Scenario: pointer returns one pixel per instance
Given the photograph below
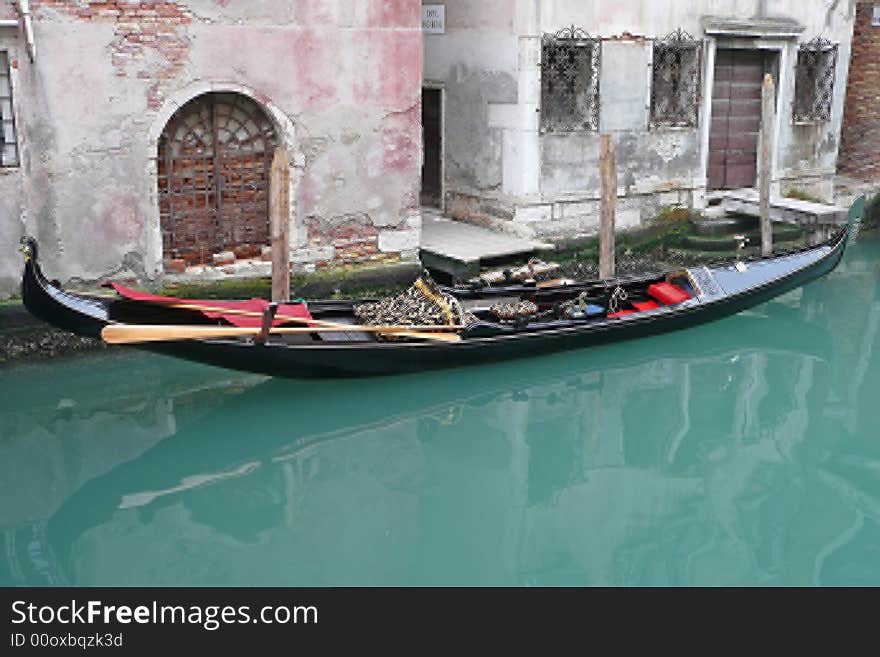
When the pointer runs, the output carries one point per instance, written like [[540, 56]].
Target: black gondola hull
[[767, 278]]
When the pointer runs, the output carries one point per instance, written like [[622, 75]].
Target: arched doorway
[[215, 154]]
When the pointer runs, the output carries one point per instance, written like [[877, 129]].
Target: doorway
[[213, 164], [432, 142], [734, 132]]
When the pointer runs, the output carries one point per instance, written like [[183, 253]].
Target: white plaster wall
[[341, 79]]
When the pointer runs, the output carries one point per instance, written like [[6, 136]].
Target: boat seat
[[347, 336], [667, 293]]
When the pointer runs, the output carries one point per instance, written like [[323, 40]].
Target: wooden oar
[[308, 320], [131, 333]]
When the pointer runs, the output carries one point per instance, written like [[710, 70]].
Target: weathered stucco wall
[[341, 80], [476, 61], [548, 183]]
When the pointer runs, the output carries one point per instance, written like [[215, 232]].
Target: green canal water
[[744, 452]]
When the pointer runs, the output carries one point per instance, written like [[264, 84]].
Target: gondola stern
[[46, 300]]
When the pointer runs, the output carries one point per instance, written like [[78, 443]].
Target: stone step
[[789, 210], [458, 248]]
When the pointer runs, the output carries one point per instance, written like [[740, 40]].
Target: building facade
[[528, 86], [138, 134], [860, 146]]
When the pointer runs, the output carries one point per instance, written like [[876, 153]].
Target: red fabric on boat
[[253, 305], [668, 293]]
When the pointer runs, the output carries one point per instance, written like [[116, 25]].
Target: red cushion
[[668, 293]]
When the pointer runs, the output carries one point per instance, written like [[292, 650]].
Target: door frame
[[778, 47], [436, 85]]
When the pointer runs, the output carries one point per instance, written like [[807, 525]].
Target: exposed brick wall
[[860, 142], [143, 27]]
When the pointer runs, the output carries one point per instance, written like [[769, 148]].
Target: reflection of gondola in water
[[236, 471]]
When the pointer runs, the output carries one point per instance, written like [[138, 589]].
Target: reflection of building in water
[[64, 439]]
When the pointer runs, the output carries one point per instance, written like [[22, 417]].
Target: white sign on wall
[[434, 19]]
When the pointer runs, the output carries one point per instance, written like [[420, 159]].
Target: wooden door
[[736, 119]]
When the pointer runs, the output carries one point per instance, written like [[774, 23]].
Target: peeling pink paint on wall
[[142, 29], [393, 62], [401, 141], [316, 80]]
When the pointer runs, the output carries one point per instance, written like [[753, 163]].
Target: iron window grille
[[675, 86], [8, 141], [814, 81], [570, 61]]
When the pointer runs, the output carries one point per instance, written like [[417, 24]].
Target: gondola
[[608, 311]]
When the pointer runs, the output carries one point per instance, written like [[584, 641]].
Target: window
[[814, 81], [570, 81], [675, 88], [8, 144]]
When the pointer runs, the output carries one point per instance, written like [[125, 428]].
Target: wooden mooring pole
[[609, 206], [279, 224], [765, 165]]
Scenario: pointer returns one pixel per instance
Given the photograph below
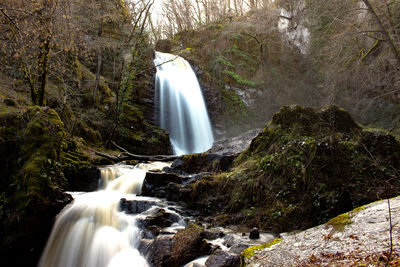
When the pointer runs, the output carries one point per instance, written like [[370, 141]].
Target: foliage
[[249, 252], [305, 167]]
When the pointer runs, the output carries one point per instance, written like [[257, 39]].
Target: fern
[[239, 79]]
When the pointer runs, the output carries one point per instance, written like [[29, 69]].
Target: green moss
[[249, 252], [88, 78], [339, 222]]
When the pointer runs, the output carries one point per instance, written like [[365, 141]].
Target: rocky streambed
[[171, 235], [366, 236]]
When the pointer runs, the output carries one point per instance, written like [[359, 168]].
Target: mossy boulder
[[31, 148], [185, 246], [202, 162], [86, 82], [307, 166], [138, 136]]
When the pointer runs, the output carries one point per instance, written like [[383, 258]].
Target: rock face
[[188, 244], [140, 137], [234, 145], [358, 238], [31, 150], [222, 258], [307, 166]]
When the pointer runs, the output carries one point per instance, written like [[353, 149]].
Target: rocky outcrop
[[222, 258], [32, 143], [138, 136], [358, 238], [188, 244], [234, 145], [307, 166]]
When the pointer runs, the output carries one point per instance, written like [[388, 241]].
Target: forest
[[302, 99]]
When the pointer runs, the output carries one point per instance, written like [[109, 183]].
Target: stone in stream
[[254, 233], [185, 246], [135, 206], [222, 258]]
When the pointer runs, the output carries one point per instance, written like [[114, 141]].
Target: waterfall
[[91, 231], [182, 111]]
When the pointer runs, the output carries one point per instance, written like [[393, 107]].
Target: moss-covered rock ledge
[[357, 238], [306, 167], [32, 144]]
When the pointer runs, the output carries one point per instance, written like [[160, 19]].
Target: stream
[[116, 227]]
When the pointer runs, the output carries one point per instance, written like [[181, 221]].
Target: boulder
[[185, 246], [222, 258], [32, 143]]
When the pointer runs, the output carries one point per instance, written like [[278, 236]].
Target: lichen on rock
[[306, 167]]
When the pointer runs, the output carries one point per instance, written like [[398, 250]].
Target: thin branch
[[9, 18], [391, 235]]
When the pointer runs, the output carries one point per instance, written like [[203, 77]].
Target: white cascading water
[[182, 110], [91, 231]]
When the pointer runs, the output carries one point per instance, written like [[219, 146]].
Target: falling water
[[92, 231], [182, 110]]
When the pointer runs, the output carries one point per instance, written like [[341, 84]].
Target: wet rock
[[84, 178], [159, 251], [254, 233], [161, 218], [202, 162], [238, 248], [359, 237], [185, 246], [157, 181], [234, 145], [135, 206], [222, 258], [151, 232]]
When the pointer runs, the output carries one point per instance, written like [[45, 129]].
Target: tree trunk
[[98, 71], [389, 38], [44, 69]]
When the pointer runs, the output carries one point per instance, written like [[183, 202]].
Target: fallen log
[[129, 156]]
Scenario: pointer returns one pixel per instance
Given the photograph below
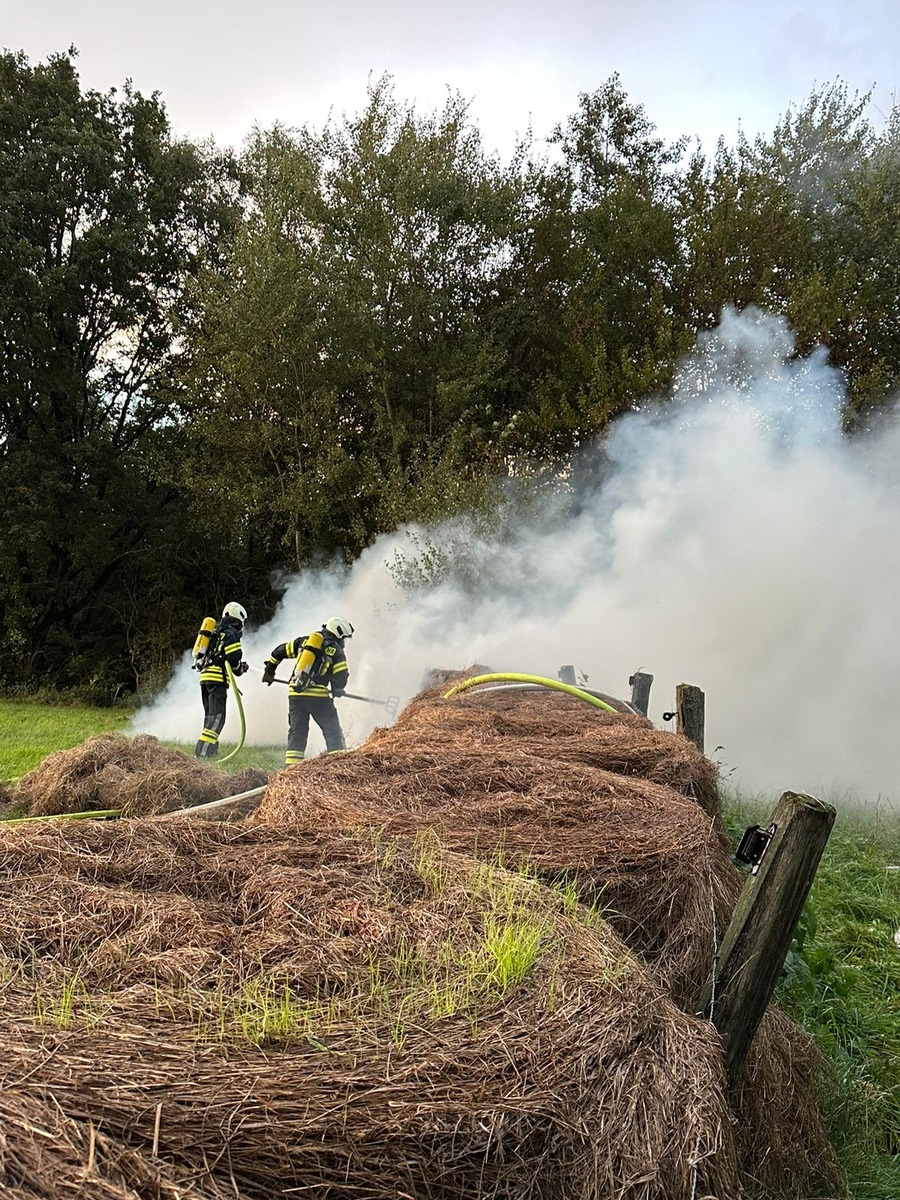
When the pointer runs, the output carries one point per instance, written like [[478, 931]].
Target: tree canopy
[[219, 367]]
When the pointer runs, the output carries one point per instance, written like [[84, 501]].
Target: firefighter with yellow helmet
[[217, 643], [319, 665]]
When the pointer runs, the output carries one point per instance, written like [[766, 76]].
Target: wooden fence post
[[690, 712], [759, 937], [641, 690]]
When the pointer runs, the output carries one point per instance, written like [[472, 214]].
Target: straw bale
[[137, 775], [582, 1080], [649, 857], [45, 1155], [555, 725], [779, 1090]]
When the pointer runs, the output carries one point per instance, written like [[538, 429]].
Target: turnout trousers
[[215, 697], [322, 709]]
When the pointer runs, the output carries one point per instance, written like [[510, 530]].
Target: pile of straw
[[627, 817], [137, 775], [397, 1061], [461, 961]]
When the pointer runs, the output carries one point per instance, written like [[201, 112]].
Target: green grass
[[841, 984], [30, 731]]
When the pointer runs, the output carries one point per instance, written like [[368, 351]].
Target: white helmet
[[339, 627]]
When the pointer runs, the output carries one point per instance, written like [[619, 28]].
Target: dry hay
[[555, 725], [651, 858], [136, 775], [409, 1067]]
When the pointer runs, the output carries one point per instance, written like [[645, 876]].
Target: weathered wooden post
[[784, 859], [640, 684], [690, 712]]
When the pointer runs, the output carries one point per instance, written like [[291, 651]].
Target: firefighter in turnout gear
[[319, 664], [213, 649]]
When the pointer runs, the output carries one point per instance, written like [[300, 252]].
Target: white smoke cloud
[[739, 543]]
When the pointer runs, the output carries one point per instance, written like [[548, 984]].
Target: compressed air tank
[[306, 658], [202, 642]]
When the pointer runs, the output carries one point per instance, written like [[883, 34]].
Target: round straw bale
[[45, 1153], [137, 775], [391, 1059]]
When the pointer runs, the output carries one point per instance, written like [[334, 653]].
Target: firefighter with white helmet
[[319, 665], [217, 643]]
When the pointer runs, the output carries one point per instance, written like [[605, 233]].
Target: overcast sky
[[701, 67]]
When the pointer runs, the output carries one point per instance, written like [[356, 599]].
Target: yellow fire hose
[[556, 684], [240, 709]]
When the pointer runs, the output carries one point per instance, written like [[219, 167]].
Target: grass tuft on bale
[[336, 1015]]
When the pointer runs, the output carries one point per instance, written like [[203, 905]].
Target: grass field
[[843, 975], [29, 732]]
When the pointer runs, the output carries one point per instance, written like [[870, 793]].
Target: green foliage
[[340, 365], [31, 731], [102, 216], [214, 371]]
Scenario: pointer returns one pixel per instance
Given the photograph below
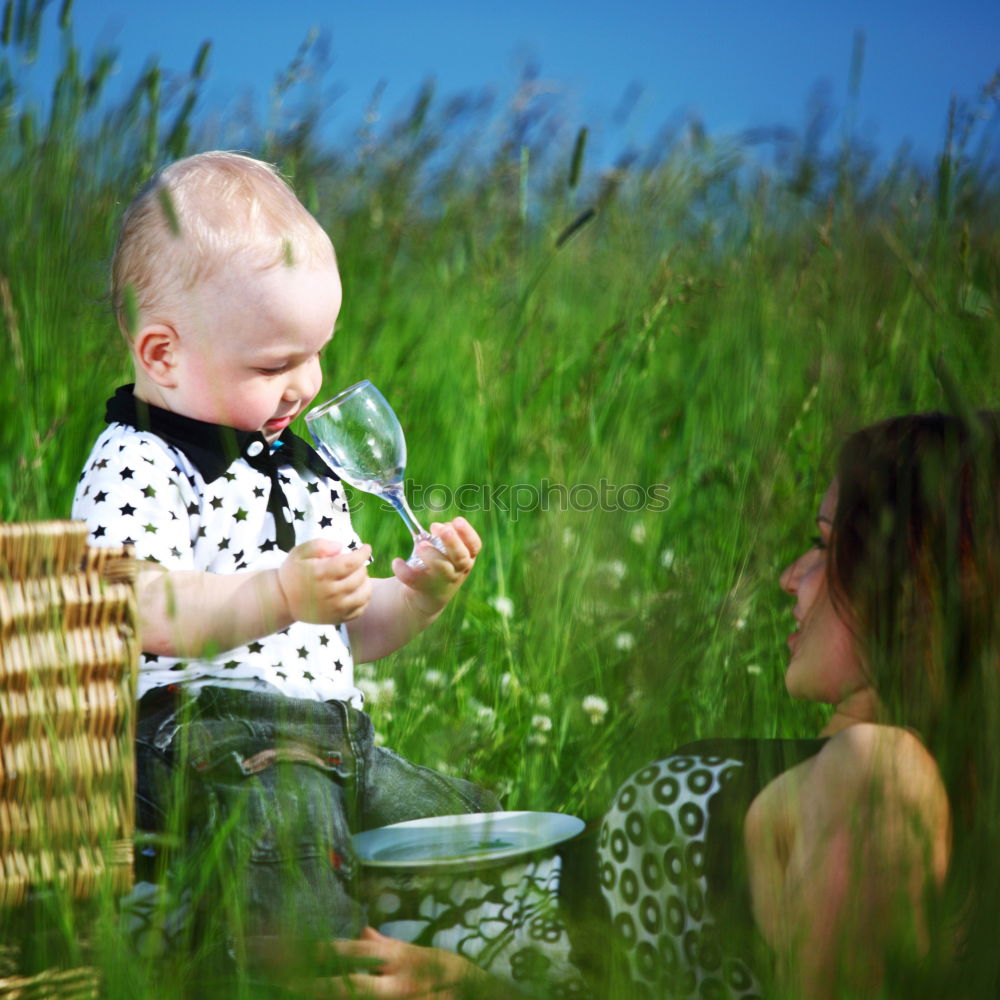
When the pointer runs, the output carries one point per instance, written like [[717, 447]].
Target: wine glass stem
[[398, 499]]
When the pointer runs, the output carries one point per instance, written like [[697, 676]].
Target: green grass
[[715, 327]]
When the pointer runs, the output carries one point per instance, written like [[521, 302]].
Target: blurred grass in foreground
[[693, 319]]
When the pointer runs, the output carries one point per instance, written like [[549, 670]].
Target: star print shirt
[[191, 495]]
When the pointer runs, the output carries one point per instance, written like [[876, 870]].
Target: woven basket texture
[[68, 660]]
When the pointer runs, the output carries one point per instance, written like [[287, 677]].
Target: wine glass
[[359, 436]]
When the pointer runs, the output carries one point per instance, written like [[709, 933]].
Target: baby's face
[[249, 345]]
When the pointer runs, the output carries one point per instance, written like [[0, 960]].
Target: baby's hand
[[442, 574], [323, 584]]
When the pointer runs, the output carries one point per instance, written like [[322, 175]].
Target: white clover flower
[[434, 678], [502, 604], [624, 641], [542, 723], [595, 707]]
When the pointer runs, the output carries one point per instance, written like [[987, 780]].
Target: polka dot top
[[673, 869]]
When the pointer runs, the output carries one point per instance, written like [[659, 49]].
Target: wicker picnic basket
[[68, 652]]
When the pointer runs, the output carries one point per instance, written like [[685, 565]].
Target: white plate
[[463, 841]]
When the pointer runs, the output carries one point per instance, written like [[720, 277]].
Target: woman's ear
[[155, 349]]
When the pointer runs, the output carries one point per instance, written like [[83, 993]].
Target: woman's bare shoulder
[[867, 759]]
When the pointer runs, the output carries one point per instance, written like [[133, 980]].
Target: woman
[[820, 864], [821, 868]]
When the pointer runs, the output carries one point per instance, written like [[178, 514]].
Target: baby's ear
[[155, 349]]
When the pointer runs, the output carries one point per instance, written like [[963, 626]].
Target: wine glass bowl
[[360, 437]]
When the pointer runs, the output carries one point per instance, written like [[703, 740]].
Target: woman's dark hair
[[915, 567]]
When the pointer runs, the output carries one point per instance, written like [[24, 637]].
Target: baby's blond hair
[[198, 215]]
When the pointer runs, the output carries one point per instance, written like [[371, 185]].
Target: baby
[[254, 596]]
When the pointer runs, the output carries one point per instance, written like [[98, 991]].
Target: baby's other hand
[[442, 573], [324, 584]]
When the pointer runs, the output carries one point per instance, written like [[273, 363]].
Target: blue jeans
[[264, 792]]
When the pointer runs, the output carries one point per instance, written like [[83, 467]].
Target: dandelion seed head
[[542, 723], [502, 604], [595, 707]]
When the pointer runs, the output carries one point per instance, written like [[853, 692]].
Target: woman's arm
[[843, 852]]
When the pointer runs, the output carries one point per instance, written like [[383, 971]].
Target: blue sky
[[734, 64]]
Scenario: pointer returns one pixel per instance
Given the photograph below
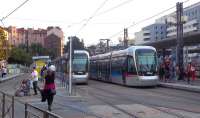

TASK — Reproduce only the part of the records that opens with the line containing "like [[368, 351]]." and closes with the line containing "[[784, 859], [640, 684], [690, 712]]", replacing "weathered" with "aged" and keeping everything else unchanged.

COMPLETE ANSWER —
When the pointer runs, the output carries one point per instance, written like [[368, 351]].
Target: white helmet
[[339, 627]]
When the pointer runs, the output carries one point per instance, written like [[619, 28]].
Target: dry hay
[[555, 725], [651, 858], [136, 775], [409, 1067]]
When the pointer runs, the output carries one point per instance, written like [[645, 876]].
Target: aged wooden post
[[784, 859], [640, 684], [690, 712]]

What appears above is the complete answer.